> [Location identification entries]
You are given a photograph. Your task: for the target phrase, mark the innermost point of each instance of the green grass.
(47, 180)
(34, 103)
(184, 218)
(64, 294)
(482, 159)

> [JOB] Rewrite every entry with "innermost" changed to "central", leaving everything else the same.

> [PROBLEM SOLUTION]
You are given a photograph. Your task: for the target phrase, mark the central point of each instance of the green grass.
(47, 180)
(34, 103)
(184, 218)
(64, 294)
(482, 159)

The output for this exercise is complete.